------ Records supplied

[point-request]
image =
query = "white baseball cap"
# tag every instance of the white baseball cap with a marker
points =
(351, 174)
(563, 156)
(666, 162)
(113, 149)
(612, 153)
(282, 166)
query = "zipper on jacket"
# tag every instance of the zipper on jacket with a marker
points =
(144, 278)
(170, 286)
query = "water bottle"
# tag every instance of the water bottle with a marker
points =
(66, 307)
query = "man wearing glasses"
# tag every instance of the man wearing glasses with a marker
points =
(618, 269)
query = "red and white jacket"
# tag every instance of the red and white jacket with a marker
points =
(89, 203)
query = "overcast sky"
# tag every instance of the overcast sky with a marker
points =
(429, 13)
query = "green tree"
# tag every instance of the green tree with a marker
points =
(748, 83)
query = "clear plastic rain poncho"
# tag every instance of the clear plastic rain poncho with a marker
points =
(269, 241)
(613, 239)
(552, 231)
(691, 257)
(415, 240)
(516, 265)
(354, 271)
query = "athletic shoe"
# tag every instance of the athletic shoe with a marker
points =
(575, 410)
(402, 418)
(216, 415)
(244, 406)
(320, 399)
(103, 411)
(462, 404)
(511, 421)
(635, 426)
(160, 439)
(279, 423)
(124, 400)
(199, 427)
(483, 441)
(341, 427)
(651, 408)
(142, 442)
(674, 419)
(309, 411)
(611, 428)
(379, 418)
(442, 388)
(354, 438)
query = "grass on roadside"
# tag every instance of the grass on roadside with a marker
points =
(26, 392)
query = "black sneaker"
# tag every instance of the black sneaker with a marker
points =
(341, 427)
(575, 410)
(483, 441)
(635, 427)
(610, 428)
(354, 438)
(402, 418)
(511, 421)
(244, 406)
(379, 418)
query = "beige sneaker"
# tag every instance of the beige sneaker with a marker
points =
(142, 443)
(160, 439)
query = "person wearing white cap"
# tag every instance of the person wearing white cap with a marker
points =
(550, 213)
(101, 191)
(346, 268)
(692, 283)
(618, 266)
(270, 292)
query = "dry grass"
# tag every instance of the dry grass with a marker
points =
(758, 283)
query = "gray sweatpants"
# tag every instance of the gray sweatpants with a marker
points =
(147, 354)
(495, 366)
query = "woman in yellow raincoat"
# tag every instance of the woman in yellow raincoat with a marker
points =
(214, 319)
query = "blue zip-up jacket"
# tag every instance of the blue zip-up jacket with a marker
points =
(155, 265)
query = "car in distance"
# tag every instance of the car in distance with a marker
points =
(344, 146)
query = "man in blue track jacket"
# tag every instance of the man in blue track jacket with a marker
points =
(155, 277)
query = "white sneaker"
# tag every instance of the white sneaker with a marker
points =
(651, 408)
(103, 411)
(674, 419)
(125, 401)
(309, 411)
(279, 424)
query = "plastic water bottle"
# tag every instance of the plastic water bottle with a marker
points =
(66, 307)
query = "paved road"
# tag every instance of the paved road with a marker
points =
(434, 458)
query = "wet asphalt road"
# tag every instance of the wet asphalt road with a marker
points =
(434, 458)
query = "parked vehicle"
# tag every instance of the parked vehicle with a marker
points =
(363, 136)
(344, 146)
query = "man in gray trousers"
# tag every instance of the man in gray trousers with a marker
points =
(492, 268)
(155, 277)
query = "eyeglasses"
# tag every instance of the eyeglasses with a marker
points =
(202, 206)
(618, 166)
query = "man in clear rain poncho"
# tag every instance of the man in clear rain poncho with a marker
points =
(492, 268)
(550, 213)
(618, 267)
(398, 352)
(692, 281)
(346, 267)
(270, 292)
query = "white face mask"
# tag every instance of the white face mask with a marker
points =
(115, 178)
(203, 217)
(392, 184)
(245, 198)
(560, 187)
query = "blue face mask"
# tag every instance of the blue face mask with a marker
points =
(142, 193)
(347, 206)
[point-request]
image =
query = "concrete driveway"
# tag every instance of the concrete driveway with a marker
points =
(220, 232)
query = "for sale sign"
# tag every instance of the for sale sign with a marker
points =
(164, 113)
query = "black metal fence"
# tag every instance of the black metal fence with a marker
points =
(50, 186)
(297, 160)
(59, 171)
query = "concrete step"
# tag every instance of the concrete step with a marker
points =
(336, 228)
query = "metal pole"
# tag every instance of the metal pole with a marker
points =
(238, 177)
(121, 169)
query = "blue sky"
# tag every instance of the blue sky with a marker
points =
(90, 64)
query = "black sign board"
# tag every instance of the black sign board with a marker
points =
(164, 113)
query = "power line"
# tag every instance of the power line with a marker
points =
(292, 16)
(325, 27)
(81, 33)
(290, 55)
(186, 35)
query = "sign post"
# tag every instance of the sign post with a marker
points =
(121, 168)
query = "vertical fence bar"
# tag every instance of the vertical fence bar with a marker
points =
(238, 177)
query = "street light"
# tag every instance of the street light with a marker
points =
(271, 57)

------------

■ Written problem
Retype every record above exactly as written.

■ Solution below
[point-request]
image =
query = "white baseball cap"
# tag every instance of the white baseball cap with a marker
points =
(351, 174)
(563, 156)
(666, 162)
(113, 149)
(612, 153)
(282, 166)
query = "zipper on jacket"
# tag every instance of the zipper on jacket with a marker
points =
(144, 278)
(170, 286)
query = "water bottle"
# tag every instance of the water bottle with a marker
points =
(66, 307)
query = "man wearing glasses"
# tag every instance of the man wearing glasses with a marker
points =
(618, 269)
query = "red and white jacket"
# tag every instance of the red and white jacket with a marker
points =
(89, 203)
query = "overcast sky"
# tag every instance of the overcast sky with a marker
points =
(429, 13)
query = "green tree"
# tag every instance of the green tree with a marker
points =
(748, 83)
query = "clear plastic rain poncho"
# tag every instance of the clear plastic rain poncho with a marker
points =
(269, 241)
(613, 239)
(552, 231)
(691, 257)
(415, 240)
(516, 265)
(354, 271)
query = "athletic shoe"
# tag every instance of the athletic shoe with a marker
points =
(575, 410)
(402, 418)
(216, 415)
(244, 406)
(320, 399)
(103, 411)
(462, 404)
(511, 421)
(635, 426)
(160, 439)
(279, 423)
(124, 400)
(199, 427)
(483, 441)
(341, 427)
(651, 408)
(142, 442)
(674, 419)
(309, 411)
(611, 428)
(379, 418)
(442, 388)
(354, 438)
query = "grass on roadside"
# tag every instance of the grass on roadside with a marker
points =
(26, 392)
query = "black sneaker"
# tag every instance of the black sneaker with a marker
points =
(341, 427)
(575, 410)
(483, 441)
(635, 427)
(610, 428)
(354, 438)
(402, 418)
(511, 421)
(244, 406)
(379, 418)
query = "beige sneaker"
# tag every instance of the beige sneaker with a marker
points =
(142, 443)
(160, 439)
query = "person wearing white cap"
# tag every instance of the person wearing white cap with a marker
points =
(550, 213)
(101, 191)
(346, 268)
(692, 283)
(618, 266)
(270, 292)
query = "dry grass"
# tag every instance of the dry grass with a marker
points =
(758, 283)
query = "gray sweatpants"
# tag every instance of the gray sweatpants with a marker
points =
(147, 354)
(495, 366)
query = "woman in yellow raincoat"
# tag every instance of the woman in yellow raincoat with a marker
points =
(214, 319)
query = "blue zip-up jacket"
# tag every instance of the blue zip-up jacket with a marker
points =
(155, 265)
query = "car in distance"
# tag every instance of the car in distance with a marker
points =
(344, 146)
query = "man in blue track jacket"
# tag every instance of the man in blue track jacket with a marker
points =
(155, 277)
query = "white sneaker"
# tag every instance of the white sneaker with a marker
points =
(651, 408)
(103, 411)
(674, 419)
(125, 401)
(309, 411)
(279, 424)
query = "plastic water bottle"
# tag every instance of the plastic water bottle with a marker
points =
(66, 307)
query = "paved road"
# tag every instance of the paved road with a marker
points =
(434, 458)
query = "wet asphalt road"
# tag every instance of the wet asphalt road with a marker
points =
(434, 458)
query = "parked vehicle"
# tag every instance of the parked vehicle with a marker
points =
(363, 136)
(344, 146)
query = "man in gray trousers"
# tag every instance of the man in gray trousers with a marker
points =
(492, 268)
(155, 277)
query = "eyeglasses"
# tag every instance of the eyeglasses with a marker
points =
(202, 206)
(618, 166)
query = "man in clear rain poncho"
# tag every instance of the man in clear rain poncho with a marker
points =
(492, 268)
(550, 213)
(618, 267)
(398, 352)
(692, 281)
(346, 267)
(270, 292)
query = "white face mask"
# tag every instance of the white face mask with a marker
points =
(115, 178)
(203, 217)
(392, 184)
(245, 198)
(560, 187)
query = "blue face mask"
# tag every instance of the blue face mask with a marker
points =
(142, 193)
(347, 206)
[point-request]
image =
query = "concrete driveway"
# tag every instance of the concrete driveway with a marker
points =
(220, 232)
query = "for sale sign"
# tag every instance of the for sale sign with a marker
points =
(164, 113)
query = "black metal fence"
# tag every instance of the black metal fence with a marker
points =
(50, 186)
(297, 160)
(59, 171)
query = "concrete step"
# tag every instance of the concrete step with a marker
points =
(336, 228)
query = "metal pole"
# tag every instance of the metal pole with a marker
points =
(238, 177)
(121, 169)
query = "blue sky"
# tag every instance of the blue sky with a marker
points =
(90, 64)
query = "black sign board"
# tag every instance of the black sign board with a marker
points =
(164, 113)
query = "power line"
# tag every instance of the power line with a marker
points =
(292, 16)
(325, 27)
(81, 33)
(290, 55)
(186, 35)
query = "sign post"
# tag every instance of the sign post with a marker
points =
(121, 168)
query = "vertical fence bar"
# tag every instance of the vertical fence bar with a marker
points =
(238, 177)
query = "street light"
# tag every instance of the street light with a marker
points =
(271, 57)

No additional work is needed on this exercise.